● **Given problem**
Present the following entries again, word for word and in full.

□ □ □ □ □

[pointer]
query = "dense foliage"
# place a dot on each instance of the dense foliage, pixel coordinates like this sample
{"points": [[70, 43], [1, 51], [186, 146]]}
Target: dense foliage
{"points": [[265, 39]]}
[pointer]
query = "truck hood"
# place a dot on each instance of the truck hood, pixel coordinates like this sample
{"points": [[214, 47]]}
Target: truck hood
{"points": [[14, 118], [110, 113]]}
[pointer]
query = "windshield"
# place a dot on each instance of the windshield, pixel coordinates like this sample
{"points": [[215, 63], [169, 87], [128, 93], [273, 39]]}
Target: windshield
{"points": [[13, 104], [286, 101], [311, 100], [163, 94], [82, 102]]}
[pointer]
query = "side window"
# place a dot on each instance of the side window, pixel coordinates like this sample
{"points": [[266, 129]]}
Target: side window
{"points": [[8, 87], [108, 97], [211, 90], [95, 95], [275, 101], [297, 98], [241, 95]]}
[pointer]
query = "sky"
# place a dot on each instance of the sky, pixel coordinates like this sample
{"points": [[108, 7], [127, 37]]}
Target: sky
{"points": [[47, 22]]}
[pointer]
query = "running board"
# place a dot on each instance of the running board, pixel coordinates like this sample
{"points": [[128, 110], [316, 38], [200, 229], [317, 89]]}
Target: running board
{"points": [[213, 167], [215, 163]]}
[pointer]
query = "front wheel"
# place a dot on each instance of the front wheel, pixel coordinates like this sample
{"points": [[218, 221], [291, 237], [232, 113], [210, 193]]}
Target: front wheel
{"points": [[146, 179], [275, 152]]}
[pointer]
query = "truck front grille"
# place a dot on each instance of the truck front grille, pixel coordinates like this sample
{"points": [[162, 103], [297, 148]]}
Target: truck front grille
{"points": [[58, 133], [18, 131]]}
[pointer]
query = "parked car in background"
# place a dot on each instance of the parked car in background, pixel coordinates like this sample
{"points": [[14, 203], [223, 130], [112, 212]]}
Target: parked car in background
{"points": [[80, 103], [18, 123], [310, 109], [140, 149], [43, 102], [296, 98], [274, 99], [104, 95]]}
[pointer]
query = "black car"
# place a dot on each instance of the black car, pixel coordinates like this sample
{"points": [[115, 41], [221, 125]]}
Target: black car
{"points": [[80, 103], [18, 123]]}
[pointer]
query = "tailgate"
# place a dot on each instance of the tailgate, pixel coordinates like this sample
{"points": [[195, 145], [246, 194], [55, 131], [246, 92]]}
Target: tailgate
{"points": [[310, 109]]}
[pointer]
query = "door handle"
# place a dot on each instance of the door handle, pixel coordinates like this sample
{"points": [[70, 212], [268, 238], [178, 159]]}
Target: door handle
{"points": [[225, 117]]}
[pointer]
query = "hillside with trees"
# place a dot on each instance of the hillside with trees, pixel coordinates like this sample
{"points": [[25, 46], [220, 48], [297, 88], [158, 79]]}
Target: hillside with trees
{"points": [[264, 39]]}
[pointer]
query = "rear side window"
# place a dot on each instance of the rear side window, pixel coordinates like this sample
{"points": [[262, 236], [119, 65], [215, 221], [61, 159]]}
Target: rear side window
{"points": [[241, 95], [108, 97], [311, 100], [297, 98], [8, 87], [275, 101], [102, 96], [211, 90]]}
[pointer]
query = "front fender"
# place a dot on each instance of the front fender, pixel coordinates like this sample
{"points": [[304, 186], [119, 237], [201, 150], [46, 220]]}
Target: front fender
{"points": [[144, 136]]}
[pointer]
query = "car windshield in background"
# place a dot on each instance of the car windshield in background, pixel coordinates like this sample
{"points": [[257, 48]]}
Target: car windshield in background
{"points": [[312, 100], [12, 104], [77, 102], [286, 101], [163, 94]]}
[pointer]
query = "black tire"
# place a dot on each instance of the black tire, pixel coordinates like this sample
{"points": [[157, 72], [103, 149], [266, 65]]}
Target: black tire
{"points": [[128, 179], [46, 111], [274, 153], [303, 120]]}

□ □ □ □ □

● **Task result**
[pointer]
query = "dense foliage"
# place a dot on each instance of the dense foliage, pixel coordinates like this sample
{"points": [[70, 43], [1, 51], [186, 146]]}
Target: dense foliage
{"points": [[265, 39]]}
[pointer]
query = "truck hood"
# place a dot on each instance of the truck hood, pixel coordinates like this sample
{"points": [[214, 47]]}
Target: truck hood
{"points": [[14, 118], [110, 113]]}
[pointer]
query = "windshield"
# place a dot on each instance of the windshield, pixel coordinates like this sample
{"points": [[215, 63], [169, 87], [128, 93], [273, 39]]}
Target: windshield
{"points": [[13, 104], [286, 101], [311, 100], [163, 94], [82, 102]]}
[pointer]
query = "side window"
# place a dot on each instance of the side window, pixel coordinates like this sample
{"points": [[266, 129]]}
Target: side window
{"points": [[8, 87], [108, 97], [211, 90], [95, 95], [275, 101], [297, 98], [241, 95]]}
[pointer]
query = "sky"
# place a dot on each instance of the sky, pixel coordinates like this sample
{"points": [[108, 7], [127, 37]]}
Target: sky
{"points": [[47, 22]]}
[pointer]
query = "running board"
# place a dot on each instance of the running board, pixel coordinates like this sample
{"points": [[128, 110], [316, 38], [200, 229], [317, 89]]}
Target: running board
{"points": [[213, 167], [215, 163]]}
[pointer]
query = "front wheel"
# place a dot on each instance of the front wheel, pixel coordinates like this sample
{"points": [[218, 221], [291, 237], [232, 113], [210, 193]]}
Target: front wheel
{"points": [[146, 179], [275, 152]]}
[pointer]
query = "truck front grille"
# place a dot on each instance of the truck front grille, pixel coordinates like this sample
{"points": [[162, 103], [297, 148]]}
Target: truck front grille
{"points": [[58, 133], [18, 131]]}
[pointer]
query = "parked car in background"
# place a dot on each instance of the parked car in background, pixel coordinates like this sample
{"points": [[14, 203], [223, 130], [112, 212]]}
Target: parked car in background
{"points": [[80, 103], [18, 123], [310, 109], [140, 149], [43, 102], [296, 98], [274, 99], [104, 95]]}
[pointer]
query = "black car"
# place a dot on each instance of the black car, pixel coordinates like this sample
{"points": [[115, 41], [221, 125]]}
Target: black car
{"points": [[80, 103], [18, 123]]}
[pointer]
query = "tailgate"
# place a dot on each instance of the tailgate, pixel coordinates like this sample
{"points": [[195, 145], [246, 194], [55, 131], [246, 92]]}
Target: tailgate
{"points": [[310, 109]]}
[pointer]
query = "door handle"
# place a dot on each instance of the door handle, pixel coordinates like this sample
{"points": [[70, 212], [268, 238], [178, 159]]}
Target: door handle
{"points": [[225, 117]]}
[pointer]
query = "hillside with trees"
# place a dot on each instance of the hillside with trees, pixel coordinates like this sample
{"points": [[25, 46], [220, 48], [297, 88], [158, 79]]}
Target: hillside with trees
{"points": [[264, 39]]}
[pointer]
query = "rear side window"
# place a dot on each instance of the rear side window, pixel coordinates like this sample
{"points": [[262, 236], [119, 65], [215, 221], [61, 159]]}
Target: rear side window
{"points": [[241, 95], [108, 97], [311, 100], [297, 98], [8, 87], [275, 101], [102, 96], [211, 90]]}
[pointer]
query = "front fender"
# place a dot on each instance of the front fender, pixel coordinates like this sample
{"points": [[304, 186], [119, 237], [201, 150], [46, 220]]}
Target: front fender
{"points": [[144, 136]]}
[pointer]
query = "car windshield in background"
# place a dot on each instance of the car windshield in background, pixel coordinates like this sample
{"points": [[257, 48]]}
Target: car windshield in background
{"points": [[312, 100], [12, 104], [77, 102], [286, 101], [163, 94]]}
[pointer]
query = "black tire"
# place a dot on each instance of the black tire, pixel coordinates like this sample
{"points": [[157, 72], [103, 149], [266, 65]]}
Target: black tire
{"points": [[128, 179], [46, 111], [274, 153], [303, 120]]}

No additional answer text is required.